• TASK TO COMPLETE
Rewrite the part of the material that opens with the line containing "for crocheted potholder." and closes with the line containing "[68,53,131,181]", swapping every "bounding box" for "box coordinates" and leaving everything else unchanged. Omit the pictures from your answer.

>> begin EXTRACTED RECORDS

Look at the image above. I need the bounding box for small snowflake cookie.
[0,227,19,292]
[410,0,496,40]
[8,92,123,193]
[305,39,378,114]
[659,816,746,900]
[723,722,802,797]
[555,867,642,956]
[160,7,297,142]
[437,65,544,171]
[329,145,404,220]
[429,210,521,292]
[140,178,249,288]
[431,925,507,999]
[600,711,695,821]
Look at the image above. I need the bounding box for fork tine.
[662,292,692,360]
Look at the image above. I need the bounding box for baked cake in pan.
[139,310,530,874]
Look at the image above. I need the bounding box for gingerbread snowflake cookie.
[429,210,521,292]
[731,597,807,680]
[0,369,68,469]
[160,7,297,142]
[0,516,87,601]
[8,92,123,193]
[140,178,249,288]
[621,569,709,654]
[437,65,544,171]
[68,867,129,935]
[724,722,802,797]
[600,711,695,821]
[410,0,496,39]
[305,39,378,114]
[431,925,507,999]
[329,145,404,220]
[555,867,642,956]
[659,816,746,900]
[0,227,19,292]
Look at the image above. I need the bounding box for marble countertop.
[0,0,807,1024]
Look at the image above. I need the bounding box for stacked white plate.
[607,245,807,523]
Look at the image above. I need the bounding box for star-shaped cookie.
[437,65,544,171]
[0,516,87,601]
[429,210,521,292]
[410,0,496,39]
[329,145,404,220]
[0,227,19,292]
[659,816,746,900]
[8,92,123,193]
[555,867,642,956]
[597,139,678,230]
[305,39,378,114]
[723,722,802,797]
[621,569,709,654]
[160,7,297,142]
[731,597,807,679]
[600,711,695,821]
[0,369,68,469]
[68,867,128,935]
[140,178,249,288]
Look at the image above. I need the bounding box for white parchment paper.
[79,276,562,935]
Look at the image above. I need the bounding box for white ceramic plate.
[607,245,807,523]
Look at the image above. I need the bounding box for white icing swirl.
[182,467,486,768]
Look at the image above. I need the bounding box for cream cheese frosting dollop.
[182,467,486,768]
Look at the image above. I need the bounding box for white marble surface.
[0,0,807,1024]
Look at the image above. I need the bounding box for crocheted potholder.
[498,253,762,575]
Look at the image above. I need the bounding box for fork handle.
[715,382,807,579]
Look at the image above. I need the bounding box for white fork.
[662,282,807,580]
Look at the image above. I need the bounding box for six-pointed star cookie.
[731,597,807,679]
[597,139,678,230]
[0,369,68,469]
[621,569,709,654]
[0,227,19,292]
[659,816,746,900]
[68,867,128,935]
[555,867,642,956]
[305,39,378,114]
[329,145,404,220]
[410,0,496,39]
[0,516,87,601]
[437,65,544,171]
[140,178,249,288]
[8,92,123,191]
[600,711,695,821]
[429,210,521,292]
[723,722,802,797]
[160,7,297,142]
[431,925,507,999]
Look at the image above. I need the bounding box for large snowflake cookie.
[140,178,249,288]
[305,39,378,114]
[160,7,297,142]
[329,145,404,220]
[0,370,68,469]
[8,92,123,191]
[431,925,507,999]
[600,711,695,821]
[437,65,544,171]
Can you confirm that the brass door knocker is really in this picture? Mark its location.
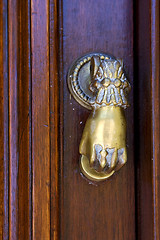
[68,53,130,181]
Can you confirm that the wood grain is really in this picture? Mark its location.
[49,0,60,240]
[17,0,32,240]
[8,0,18,239]
[60,0,135,240]
[31,0,50,240]
[0,0,9,240]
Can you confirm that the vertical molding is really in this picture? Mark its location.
[0,0,9,240]
[8,0,31,237]
[31,0,50,237]
[17,0,32,237]
[8,0,18,239]
[50,0,60,240]
[151,0,160,240]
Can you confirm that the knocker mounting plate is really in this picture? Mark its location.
[67,53,130,181]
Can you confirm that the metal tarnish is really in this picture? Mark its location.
[68,53,131,181]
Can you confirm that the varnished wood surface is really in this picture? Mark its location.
[60,0,135,240]
[31,1,50,239]
[0,0,8,240]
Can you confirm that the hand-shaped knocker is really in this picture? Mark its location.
[68,53,130,181]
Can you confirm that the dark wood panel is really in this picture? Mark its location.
[8,0,31,239]
[17,0,32,240]
[31,0,50,239]
[0,0,8,240]
[60,0,135,240]
[8,0,18,239]
[49,0,60,240]
[135,0,160,240]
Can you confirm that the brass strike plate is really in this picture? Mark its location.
[67,53,130,181]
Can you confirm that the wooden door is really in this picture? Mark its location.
[0,0,160,240]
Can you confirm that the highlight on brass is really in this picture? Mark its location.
[68,53,130,181]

>> end EXTRACTED RECORDS

• EXERCISE OUTPUT
Look at the image above. I need the box coordinates for crocheted potholder.
[498,253,762,575]
Look at the image above. I need the box coordinates for fork handle.
[715,382,807,579]
Look at the image above. I need the box coordinates for white fork.
[662,282,807,580]
Look at the image above. I need the box coordinates for six-pointed star cookie.
[731,597,807,679]
[597,139,678,230]
[0,369,68,469]
[621,569,709,654]
[0,227,19,292]
[659,816,746,900]
[68,867,128,935]
[555,867,642,956]
[305,39,378,114]
[329,145,404,220]
[410,0,496,39]
[0,516,87,601]
[437,65,544,171]
[140,178,249,288]
[8,92,123,191]
[600,711,695,821]
[429,210,521,292]
[723,722,802,797]
[160,7,297,142]
[431,925,507,999]
Look at the image above. I need the box coordinates for large snowflake cookie.
[140,178,249,288]
[305,39,378,114]
[160,7,297,142]
[329,145,404,220]
[0,370,68,469]
[8,92,123,191]
[431,925,507,999]
[600,711,695,821]
[437,65,544,171]
Can you confirm that the brass door knocker is really in this picture? Mark its location.
[68,53,130,181]
Can you confirm that the wood grain is really in this picture? Mark its location.
[49,0,60,240]
[17,0,32,240]
[8,0,18,239]
[60,0,135,240]
[31,0,50,240]
[0,0,9,240]
Can you confirm that the vertical molding is really in this picture? Mark its location.
[0,0,9,240]
[8,0,31,237]
[31,0,50,237]
[17,0,32,237]
[8,0,18,239]
[50,0,60,240]
[151,0,160,240]
Can you confirm that the knocker mounting plate is really in this picture? Mark its location.
[67,53,130,181]
Can you confirm that the metal tarnish is really in this picture? Mark its location.
[68,53,131,181]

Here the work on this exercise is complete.